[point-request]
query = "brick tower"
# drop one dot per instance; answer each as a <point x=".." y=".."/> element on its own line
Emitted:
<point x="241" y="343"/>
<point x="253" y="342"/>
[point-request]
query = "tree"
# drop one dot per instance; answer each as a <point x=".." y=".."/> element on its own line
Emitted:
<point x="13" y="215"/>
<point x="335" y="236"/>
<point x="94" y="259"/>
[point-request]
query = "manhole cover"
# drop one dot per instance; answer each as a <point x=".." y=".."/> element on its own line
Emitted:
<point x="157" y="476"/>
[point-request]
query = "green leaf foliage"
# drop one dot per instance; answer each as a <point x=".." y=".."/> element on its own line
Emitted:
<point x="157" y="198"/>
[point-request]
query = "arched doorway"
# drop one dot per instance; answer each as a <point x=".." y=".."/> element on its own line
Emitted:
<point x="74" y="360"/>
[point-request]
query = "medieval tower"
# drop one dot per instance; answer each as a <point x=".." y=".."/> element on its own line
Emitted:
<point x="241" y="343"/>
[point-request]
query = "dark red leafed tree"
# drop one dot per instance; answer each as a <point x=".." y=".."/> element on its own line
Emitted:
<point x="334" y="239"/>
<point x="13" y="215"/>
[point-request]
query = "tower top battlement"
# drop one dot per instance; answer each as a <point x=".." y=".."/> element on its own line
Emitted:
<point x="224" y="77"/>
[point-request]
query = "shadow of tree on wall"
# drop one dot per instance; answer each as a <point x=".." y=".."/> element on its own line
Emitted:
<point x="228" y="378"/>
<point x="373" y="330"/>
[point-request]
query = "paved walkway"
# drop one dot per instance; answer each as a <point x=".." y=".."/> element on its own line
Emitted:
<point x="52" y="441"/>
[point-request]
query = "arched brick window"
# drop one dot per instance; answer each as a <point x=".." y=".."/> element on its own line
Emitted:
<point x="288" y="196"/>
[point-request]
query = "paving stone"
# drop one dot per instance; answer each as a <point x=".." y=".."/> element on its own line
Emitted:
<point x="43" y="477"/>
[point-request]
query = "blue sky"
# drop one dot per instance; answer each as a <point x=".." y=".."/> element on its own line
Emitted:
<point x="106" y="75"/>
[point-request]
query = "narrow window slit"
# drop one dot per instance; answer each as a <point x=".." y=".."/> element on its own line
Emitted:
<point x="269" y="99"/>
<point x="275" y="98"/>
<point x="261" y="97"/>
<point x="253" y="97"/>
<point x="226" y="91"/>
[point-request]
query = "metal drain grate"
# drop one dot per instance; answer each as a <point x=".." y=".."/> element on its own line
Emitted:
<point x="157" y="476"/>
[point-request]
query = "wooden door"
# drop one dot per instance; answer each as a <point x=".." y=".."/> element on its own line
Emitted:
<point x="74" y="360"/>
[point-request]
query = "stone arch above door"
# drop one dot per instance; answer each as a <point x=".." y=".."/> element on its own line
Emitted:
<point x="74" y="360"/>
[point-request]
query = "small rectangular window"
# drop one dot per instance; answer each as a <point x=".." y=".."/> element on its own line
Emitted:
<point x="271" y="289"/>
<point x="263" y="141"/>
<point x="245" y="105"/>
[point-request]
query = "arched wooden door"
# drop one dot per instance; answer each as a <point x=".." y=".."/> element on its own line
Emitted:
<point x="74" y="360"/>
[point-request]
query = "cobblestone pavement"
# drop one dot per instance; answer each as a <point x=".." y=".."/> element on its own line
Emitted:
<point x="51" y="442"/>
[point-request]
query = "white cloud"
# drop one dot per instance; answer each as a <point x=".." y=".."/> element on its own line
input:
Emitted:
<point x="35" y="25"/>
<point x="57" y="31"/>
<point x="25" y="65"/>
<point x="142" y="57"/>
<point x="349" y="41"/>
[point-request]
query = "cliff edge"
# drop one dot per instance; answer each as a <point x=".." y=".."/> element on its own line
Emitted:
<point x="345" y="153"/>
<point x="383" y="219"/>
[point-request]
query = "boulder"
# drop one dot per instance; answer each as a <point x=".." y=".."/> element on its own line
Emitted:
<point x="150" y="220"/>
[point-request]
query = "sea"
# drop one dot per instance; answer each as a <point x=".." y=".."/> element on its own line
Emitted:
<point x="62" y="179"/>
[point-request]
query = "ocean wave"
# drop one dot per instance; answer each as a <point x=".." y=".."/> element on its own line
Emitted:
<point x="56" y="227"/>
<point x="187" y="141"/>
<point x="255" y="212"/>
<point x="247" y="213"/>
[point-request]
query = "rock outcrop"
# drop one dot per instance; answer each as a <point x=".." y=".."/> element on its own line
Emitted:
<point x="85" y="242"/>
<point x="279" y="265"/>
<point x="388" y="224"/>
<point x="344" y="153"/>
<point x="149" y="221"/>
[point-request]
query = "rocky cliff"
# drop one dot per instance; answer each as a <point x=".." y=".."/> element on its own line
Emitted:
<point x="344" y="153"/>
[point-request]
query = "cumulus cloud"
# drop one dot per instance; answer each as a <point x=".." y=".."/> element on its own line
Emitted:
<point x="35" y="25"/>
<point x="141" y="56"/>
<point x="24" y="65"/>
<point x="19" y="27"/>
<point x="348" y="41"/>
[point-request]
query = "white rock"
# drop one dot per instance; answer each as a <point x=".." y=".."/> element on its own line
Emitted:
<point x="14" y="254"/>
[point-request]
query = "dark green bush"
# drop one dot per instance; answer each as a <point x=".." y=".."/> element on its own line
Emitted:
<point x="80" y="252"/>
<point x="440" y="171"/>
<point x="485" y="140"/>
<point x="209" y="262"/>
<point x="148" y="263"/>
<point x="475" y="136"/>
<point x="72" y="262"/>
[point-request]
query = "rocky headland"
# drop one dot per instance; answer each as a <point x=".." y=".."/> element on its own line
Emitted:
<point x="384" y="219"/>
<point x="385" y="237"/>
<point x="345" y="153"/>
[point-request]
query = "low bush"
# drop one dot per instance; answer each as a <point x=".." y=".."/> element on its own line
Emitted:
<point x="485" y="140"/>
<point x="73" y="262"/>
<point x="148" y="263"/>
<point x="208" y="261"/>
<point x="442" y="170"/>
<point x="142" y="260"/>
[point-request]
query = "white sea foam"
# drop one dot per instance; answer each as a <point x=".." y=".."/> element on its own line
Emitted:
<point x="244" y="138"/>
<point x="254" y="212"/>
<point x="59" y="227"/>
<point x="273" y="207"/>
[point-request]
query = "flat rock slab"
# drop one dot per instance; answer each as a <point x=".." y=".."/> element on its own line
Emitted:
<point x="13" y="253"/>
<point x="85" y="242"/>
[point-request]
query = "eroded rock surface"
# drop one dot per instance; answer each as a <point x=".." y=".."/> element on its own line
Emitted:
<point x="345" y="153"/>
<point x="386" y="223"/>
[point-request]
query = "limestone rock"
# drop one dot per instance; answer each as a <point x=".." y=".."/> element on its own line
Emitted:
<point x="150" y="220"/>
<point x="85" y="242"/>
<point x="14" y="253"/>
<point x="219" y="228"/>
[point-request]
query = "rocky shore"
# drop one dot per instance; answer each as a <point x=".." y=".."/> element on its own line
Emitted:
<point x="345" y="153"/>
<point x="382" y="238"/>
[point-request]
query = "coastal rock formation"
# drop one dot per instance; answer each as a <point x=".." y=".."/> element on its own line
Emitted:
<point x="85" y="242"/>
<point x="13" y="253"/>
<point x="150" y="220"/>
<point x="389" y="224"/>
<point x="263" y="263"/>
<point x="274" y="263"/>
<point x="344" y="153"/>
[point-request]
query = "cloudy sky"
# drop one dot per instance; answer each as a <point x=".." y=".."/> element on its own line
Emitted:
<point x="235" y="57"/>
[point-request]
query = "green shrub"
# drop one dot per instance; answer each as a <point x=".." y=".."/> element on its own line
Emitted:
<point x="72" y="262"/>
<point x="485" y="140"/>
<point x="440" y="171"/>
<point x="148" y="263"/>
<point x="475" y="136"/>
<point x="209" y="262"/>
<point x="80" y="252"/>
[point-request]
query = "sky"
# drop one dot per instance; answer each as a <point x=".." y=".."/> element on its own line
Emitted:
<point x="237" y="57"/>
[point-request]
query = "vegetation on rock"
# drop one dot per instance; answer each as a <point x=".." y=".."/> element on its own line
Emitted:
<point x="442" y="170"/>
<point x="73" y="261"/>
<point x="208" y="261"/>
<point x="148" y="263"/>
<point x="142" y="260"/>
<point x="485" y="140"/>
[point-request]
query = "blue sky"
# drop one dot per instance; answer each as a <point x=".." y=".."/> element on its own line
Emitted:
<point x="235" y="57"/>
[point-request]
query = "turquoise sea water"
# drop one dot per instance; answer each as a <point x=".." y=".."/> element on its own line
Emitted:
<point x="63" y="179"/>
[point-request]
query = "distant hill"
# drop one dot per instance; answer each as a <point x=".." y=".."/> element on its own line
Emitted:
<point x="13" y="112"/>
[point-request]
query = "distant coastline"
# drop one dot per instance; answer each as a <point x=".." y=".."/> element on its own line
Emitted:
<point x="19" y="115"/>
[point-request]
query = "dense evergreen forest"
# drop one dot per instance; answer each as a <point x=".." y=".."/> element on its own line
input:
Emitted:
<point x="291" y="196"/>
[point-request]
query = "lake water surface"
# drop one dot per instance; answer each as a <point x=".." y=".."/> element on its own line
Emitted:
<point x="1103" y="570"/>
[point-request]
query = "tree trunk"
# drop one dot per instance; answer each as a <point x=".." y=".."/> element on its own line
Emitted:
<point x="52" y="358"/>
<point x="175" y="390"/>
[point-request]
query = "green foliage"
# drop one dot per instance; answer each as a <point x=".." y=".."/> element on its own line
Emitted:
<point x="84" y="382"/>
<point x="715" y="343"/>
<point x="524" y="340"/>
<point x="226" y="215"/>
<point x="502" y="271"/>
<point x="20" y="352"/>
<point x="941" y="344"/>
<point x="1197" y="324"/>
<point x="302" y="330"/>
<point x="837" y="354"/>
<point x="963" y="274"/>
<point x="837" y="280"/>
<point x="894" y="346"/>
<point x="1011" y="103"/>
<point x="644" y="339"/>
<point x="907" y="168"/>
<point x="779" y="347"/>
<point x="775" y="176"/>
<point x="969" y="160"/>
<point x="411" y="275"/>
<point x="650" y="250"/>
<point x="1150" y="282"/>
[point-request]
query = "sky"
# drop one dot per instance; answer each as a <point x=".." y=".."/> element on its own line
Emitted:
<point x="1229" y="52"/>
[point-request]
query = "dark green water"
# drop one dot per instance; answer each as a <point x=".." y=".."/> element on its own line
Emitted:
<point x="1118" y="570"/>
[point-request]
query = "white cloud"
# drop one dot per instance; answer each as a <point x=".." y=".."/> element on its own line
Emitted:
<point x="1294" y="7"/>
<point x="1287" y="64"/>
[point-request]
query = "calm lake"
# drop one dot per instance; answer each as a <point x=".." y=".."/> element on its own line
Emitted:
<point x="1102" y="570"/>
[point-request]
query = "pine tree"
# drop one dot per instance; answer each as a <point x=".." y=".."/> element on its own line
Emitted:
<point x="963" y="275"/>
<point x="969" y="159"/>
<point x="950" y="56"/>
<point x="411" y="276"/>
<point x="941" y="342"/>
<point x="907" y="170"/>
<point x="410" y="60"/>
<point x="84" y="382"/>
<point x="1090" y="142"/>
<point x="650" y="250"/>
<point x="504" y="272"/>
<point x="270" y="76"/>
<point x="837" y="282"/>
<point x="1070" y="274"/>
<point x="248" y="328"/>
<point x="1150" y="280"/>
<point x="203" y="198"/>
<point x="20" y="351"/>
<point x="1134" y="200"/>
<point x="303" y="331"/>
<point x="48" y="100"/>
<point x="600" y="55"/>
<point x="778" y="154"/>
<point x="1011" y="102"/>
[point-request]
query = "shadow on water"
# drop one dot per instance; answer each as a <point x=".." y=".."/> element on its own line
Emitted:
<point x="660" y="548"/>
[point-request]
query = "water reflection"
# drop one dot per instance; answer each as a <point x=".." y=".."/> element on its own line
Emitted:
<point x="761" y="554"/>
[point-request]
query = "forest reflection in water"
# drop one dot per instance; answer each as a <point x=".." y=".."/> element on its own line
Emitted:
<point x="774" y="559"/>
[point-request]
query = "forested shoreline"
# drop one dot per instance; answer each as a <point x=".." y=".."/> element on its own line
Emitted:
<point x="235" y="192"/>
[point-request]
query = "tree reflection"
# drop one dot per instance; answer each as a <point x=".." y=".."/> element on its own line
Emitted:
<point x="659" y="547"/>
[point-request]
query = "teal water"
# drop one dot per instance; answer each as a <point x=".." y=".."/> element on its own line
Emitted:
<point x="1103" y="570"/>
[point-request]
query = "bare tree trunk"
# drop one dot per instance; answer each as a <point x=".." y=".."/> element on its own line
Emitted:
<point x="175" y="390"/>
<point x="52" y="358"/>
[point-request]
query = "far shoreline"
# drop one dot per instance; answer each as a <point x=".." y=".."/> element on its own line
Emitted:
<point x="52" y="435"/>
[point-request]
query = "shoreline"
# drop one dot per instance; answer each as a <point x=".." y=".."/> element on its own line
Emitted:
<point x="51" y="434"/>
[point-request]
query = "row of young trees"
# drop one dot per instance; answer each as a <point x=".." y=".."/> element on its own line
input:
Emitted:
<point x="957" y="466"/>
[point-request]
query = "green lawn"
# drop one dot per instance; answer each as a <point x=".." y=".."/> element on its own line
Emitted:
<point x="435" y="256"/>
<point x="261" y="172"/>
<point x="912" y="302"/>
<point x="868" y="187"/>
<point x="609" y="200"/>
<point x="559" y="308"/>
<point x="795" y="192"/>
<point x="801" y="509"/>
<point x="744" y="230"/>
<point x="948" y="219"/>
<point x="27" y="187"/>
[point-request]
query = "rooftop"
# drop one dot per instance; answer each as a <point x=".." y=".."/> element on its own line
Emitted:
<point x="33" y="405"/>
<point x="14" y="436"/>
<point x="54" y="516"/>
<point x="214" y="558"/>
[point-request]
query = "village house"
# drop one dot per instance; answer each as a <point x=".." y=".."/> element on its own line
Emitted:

_ _ _ _ _ _ _

◆ **WHAT YOU HAVE TO DO**
Count the lines of the data above that contain the word "foliage", treating uppercase and lowercase as different. Reply with the number only.

◆ **RESPONSE TO THIS TASK**
2